» **Description of the task**: Starting at the beginning of the items and ending at the line that contains "pixel 266 159", swap every "sample reply" for "reference output" and reproduce those lines with nothing else altered. Omit the pictures from your output.

» **Given records**:
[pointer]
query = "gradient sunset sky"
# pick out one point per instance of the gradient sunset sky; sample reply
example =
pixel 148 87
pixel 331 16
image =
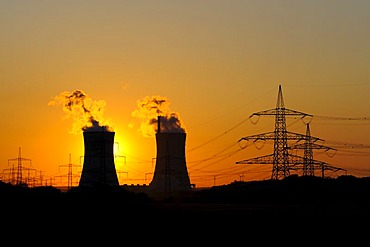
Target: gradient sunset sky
pixel 213 63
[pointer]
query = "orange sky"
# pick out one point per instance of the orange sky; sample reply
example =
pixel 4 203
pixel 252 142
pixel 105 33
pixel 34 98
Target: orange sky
pixel 214 62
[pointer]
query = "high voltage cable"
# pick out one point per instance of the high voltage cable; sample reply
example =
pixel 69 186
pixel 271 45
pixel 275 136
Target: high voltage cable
pixel 344 118
pixel 215 138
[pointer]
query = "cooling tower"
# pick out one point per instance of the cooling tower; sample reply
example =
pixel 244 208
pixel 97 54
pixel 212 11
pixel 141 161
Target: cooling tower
pixel 98 167
pixel 170 174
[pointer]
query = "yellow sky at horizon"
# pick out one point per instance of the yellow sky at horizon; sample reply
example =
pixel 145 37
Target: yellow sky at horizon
pixel 217 63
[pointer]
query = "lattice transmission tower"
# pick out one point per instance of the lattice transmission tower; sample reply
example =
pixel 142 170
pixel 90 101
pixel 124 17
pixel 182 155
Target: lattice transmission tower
pixel 282 161
pixel 310 165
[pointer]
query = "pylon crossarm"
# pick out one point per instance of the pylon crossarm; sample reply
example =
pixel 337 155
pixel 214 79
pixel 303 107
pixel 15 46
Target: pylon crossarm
pixel 312 146
pixel 272 136
pixel 297 160
pixel 285 111
pixel 266 159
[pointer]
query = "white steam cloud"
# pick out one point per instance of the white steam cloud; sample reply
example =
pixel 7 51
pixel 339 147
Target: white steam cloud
pixel 87 114
pixel 149 109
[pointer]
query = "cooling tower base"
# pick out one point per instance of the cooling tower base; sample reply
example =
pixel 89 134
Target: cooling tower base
pixel 170 177
pixel 98 167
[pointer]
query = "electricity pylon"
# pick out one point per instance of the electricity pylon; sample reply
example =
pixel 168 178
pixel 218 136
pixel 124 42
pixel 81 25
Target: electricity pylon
pixel 280 159
pixel 310 165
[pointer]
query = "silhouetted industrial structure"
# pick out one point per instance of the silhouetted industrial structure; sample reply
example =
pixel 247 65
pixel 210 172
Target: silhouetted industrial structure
pixel 282 161
pixel 170 174
pixel 98 166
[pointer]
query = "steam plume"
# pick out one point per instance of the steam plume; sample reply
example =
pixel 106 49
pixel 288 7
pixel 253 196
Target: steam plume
pixel 148 110
pixel 87 114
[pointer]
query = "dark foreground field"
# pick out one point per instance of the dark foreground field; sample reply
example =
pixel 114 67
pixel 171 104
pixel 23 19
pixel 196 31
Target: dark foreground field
pixel 308 206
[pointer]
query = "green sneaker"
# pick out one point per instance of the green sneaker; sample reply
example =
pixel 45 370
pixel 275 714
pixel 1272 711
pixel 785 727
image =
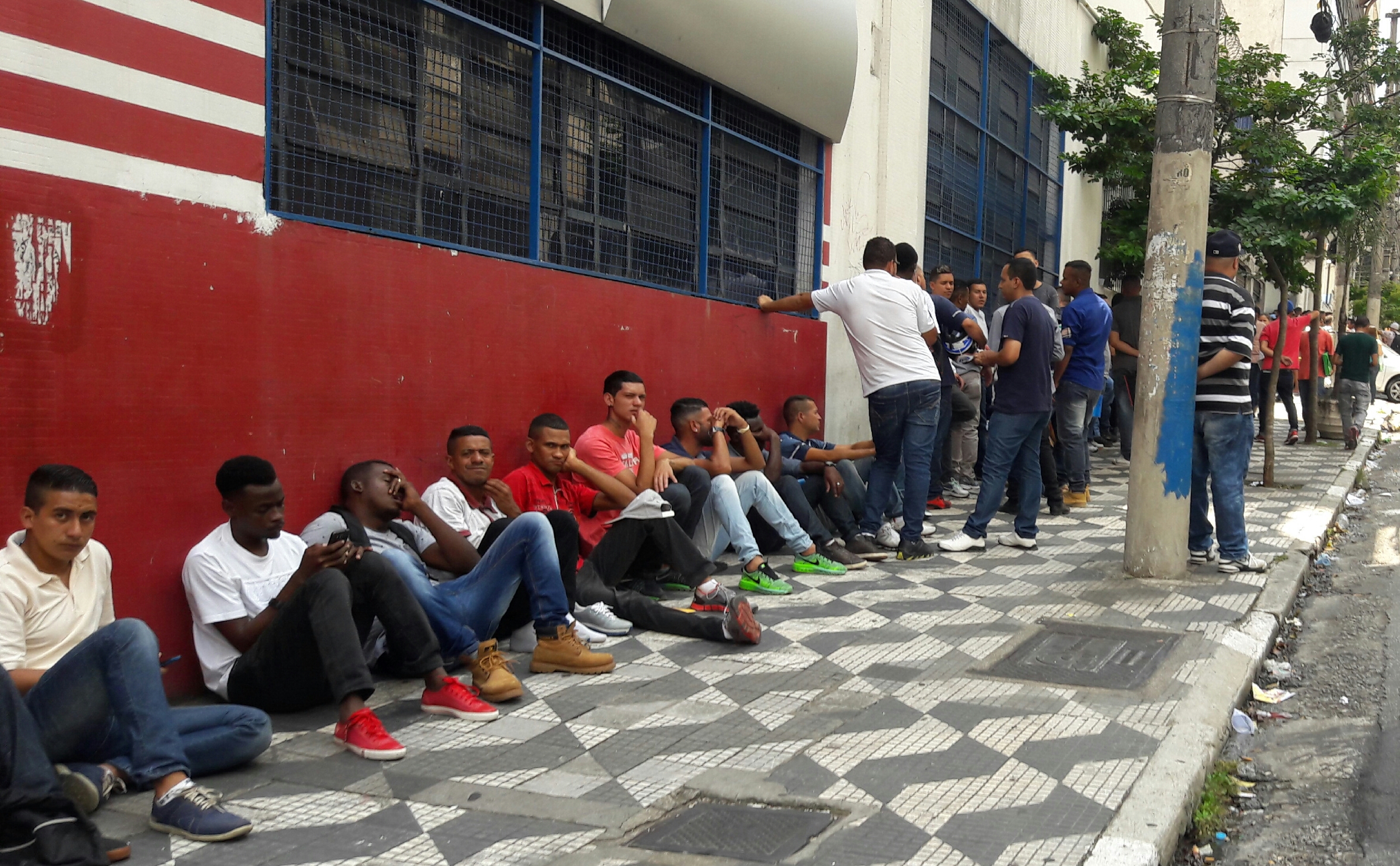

» **Problem solution**:
[pointer]
query = "gradient sunset sky"
# pick out one point per instance of the gradient sunset sky; reference output
example =
pixel 148 87
pixel 331 16
image =
Target: gradient sunset sky
pixel 213 63
[pointer]
query = "orange sky"
# pick out one point per instance of the orange sky; reference output
example =
pixel 4 203
pixel 252 142
pixel 105 33
pixel 34 98
Target: orange sky
pixel 214 62
[pointer]
query = "high voltage cable"
# pick out one point per instance of the high voltage cable; reference output
example =
pixel 69 186
pixel 271 45
pixel 275 136
Target: high voltage cable
pixel 344 118
pixel 215 138
[pointer]
query = "cooling tower"
# pick out one point per instance of the cooling tower; reference output
example =
pixel 244 208
pixel 97 54
pixel 212 11
pixel 141 161
Target: cooling tower
pixel 98 167
pixel 170 174
[pointer]
query = "yellow sky at horizon"
# pick out one point per instance of the yellow sky at horizon; reference output
example =
pixel 145 37
Target: yellow sky at horizon
pixel 217 63
[pointer]
query = "lattice transmission tower"
# pick out one point per instance of the lattice transmission tower; reference output
example =
pixel 142 170
pixel 90 101
pixel 124 17
pixel 182 155
Target: lattice transmission tower
pixel 282 161
pixel 310 165
[pointer]
query = "pylon crossarm"
# pick out one point per instance of the pylon crossarm; reference output
example =
pixel 337 155
pixel 214 79
pixel 303 107
pixel 15 46
Target: pylon crossarm
pixel 312 146
pixel 272 136
pixel 297 160
pixel 285 111
pixel 266 159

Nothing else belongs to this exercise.